Entries supplied.
..............................
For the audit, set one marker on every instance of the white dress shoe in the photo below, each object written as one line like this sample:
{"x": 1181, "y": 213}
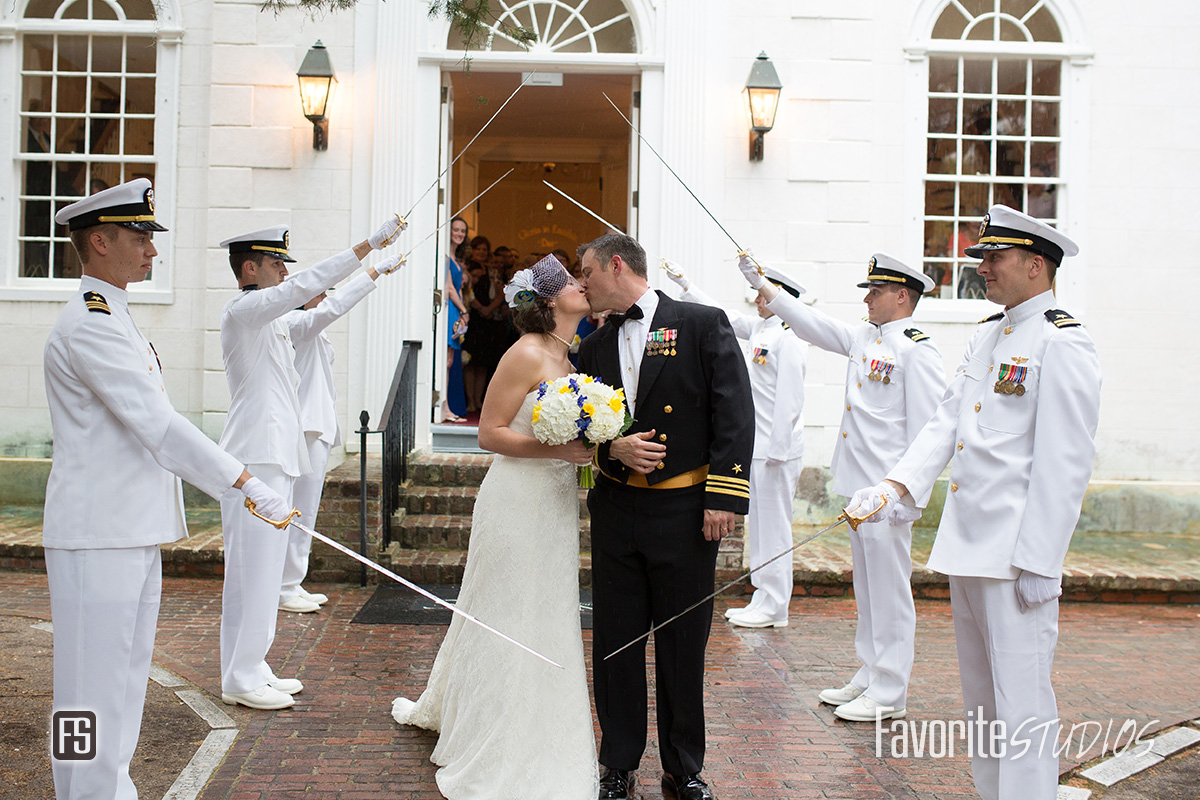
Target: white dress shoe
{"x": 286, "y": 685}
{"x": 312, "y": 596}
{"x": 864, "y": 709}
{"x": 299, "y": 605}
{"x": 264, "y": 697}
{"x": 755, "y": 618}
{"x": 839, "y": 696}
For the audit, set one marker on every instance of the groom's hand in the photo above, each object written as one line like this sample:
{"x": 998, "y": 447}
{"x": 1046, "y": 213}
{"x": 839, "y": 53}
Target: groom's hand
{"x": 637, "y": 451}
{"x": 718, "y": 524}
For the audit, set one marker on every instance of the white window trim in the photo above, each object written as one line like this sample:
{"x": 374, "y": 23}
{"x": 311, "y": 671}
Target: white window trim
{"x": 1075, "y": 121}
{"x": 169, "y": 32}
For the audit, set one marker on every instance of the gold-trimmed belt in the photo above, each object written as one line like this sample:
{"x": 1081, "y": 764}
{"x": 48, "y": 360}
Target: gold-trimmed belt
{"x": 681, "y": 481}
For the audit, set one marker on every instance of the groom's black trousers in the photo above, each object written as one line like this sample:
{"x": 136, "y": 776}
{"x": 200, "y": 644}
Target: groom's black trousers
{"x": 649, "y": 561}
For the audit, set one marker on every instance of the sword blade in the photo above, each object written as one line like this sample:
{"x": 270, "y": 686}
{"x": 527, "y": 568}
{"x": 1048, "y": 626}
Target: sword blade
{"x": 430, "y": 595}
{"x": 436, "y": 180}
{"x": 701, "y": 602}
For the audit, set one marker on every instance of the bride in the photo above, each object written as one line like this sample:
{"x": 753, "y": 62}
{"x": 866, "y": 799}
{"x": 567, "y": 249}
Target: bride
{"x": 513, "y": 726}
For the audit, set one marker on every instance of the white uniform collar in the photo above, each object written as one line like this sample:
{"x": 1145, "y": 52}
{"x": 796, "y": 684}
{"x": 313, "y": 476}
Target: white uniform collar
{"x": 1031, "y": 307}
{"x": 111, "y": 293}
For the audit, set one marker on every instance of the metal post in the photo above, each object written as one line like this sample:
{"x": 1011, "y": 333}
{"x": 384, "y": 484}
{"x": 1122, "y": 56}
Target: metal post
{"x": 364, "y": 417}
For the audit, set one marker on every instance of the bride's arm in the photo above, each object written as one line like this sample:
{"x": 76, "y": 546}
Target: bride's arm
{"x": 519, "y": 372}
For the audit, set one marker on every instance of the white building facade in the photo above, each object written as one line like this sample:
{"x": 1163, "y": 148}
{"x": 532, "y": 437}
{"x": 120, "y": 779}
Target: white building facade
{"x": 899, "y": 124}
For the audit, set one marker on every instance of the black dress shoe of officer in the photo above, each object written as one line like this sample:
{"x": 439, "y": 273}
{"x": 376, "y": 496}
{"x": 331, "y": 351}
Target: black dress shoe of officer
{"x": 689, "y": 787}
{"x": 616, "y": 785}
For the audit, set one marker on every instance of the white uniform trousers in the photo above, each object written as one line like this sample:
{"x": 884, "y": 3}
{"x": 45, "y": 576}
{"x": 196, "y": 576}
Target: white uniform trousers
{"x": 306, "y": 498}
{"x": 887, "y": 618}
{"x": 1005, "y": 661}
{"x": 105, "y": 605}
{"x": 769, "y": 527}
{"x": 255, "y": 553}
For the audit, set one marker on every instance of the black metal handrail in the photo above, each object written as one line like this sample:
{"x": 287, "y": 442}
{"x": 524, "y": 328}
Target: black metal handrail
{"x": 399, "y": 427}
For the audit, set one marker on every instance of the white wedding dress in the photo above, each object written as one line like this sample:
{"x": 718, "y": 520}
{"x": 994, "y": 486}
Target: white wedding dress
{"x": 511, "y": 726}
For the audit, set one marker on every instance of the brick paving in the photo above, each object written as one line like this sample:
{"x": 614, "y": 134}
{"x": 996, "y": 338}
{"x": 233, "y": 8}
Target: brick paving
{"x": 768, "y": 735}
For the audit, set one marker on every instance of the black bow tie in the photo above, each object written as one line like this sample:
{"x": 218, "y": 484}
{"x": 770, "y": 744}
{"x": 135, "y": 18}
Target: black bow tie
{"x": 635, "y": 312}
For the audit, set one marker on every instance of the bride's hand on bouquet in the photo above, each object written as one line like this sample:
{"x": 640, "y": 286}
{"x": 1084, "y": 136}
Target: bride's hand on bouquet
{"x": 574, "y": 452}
..............................
Brief.
The listing above must be repeated exactly. Its pictures are not part of the copy.

Response.
For the audit, set one marker on every instance of the white dress shoe in the photo below, each object written as one line like this sample:
{"x": 1181, "y": 213}
Target: white dress shoe
{"x": 286, "y": 685}
{"x": 312, "y": 596}
{"x": 864, "y": 709}
{"x": 299, "y": 605}
{"x": 264, "y": 697}
{"x": 755, "y": 618}
{"x": 839, "y": 696}
For the audit, set one marker on every instance of the groom's hand in the photo above, each object written as one line like this sample:
{"x": 998, "y": 447}
{"x": 1046, "y": 213}
{"x": 839, "y": 53}
Target: groom's hand
{"x": 637, "y": 451}
{"x": 718, "y": 524}
For the audit, set one marker on every instance of the white window trim in the photo above, each object written as one line like this sample:
{"x": 374, "y": 23}
{"x": 311, "y": 671}
Target: white window trim
{"x": 1075, "y": 121}
{"x": 169, "y": 32}
For the audit, set one marker on every instance of the gold-trimmed belt in the photo above, each object written as one line like this sample:
{"x": 1081, "y": 764}
{"x": 48, "y": 360}
Target: gold-trimmed belt
{"x": 681, "y": 481}
For the audit, set one marker on every instance of the groom's black trousers in the photo above, each object written as one line like this sample:
{"x": 136, "y": 776}
{"x": 200, "y": 644}
Target: groom's black trousers
{"x": 649, "y": 561}
For the audit, set one marker on every instance of the sword blade in the photo above, each object written as one line like this sample:
{"x": 270, "y": 686}
{"x": 527, "y": 568}
{"x": 1048, "y": 626}
Target: sword blade
{"x": 430, "y": 595}
{"x": 436, "y": 180}
{"x": 701, "y": 602}
For the audit, set one marker on every instance of the bride in the photo above, each object written as one line like this sample:
{"x": 753, "y": 62}
{"x": 866, "y": 799}
{"x": 567, "y": 249}
Target: bride
{"x": 513, "y": 726}
For the audit, set one marker on every instance of the white uniform collar in the photo above, each object written as one line like this sample:
{"x": 1145, "y": 52}
{"x": 796, "y": 684}
{"x": 313, "y": 476}
Target: white uniform collar
{"x": 1031, "y": 307}
{"x": 111, "y": 293}
For the audit, set one marker on every instance of the metal post in the photo above, each object written as one line like this sample:
{"x": 1011, "y": 333}
{"x": 384, "y": 484}
{"x": 1122, "y": 56}
Target: metal post
{"x": 364, "y": 417}
For the audit, set one marker on every instance of the bride's arm in the photo above, each object written as one line like this sample:
{"x": 76, "y": 546}
Target: bride's arm
{"x": 519, "y": 372}
For the audit, set one marker on every instance of the white building facade in the photo above, each object written as one line like this sample:
{"x": 1163, "y": 148}
{"x": 532, "y": 437}
{"x": 120, "y": 779}
Target: white building facade
{"x": 899, "y": 124}
For the audit, set one marker on every instance of the black dress shoe of officer in the photo above, each object written as one line like this sample:
{"x": 439, "y": 273}
{"x": 376, "y": 496}
{"x": 331, "y": 351}
Target: black dress shoe of officer
{"x": 689, "y": 787}
{"x": 616, "y": 785}
For the audit, set one marker on every instance of the white uniform trousers in the photo above, each object written as one line like this sample:
{"x": 884, "y": 3}
{"x": 45, "y": 576}
{"x": 196, "y": 576}
Target: white uniform trousers
{"x": 306, "y": 498}
{"x": 887, "y": 618}
{"x": 1005, "y": 661}
{"x": 105, "y": 605}
{"x": 769, "y": 527}
{"x": 255, "y": 553}
For the audit, set one marker on every instance of the black metal handrail in the photo above, each object written as one line like this sample:
{"x": 287, "y": 442}
{"x": 524, "y": 328}
Target: black metal handrail
{"x": 399, "y": 427}
For the audit, set one marker on every instance of the white wedding dress in the photo above, each object written as one line like this sample:
{"x": 718, "y": 520}
{"x": 994, "y": 486}
Target: white wedding dress
{"x": 511, "y": 726}
For the audit, set one marker on every instance of the brick paving in the photo above, each object written as one line like this sample:
{"x": 614, "y": 134}
{"x": 996, "y": 338}
{"x": 233, "y": 8}
Target: brick paving
{"x": 768, "y": 735}
For the audit, set one marker on every instance of the black bow tie in the photo above, each object written as one line like this sample:
{"x": 218, "y": 484}
{"x": 770, "y": 744}
{"x": 135, "y": 18}
Target: black bow tie
{"x": 635, "y": 312}
For the audit, set one marker on every instance of the bride's hand on bouquet in the photo above, each object written as one line like this sample:
{"x": 640, "y": 286}
{"x": 1084, "y": 136}
Target: bride's hand on bouquet
{"x": 574, "y": 452}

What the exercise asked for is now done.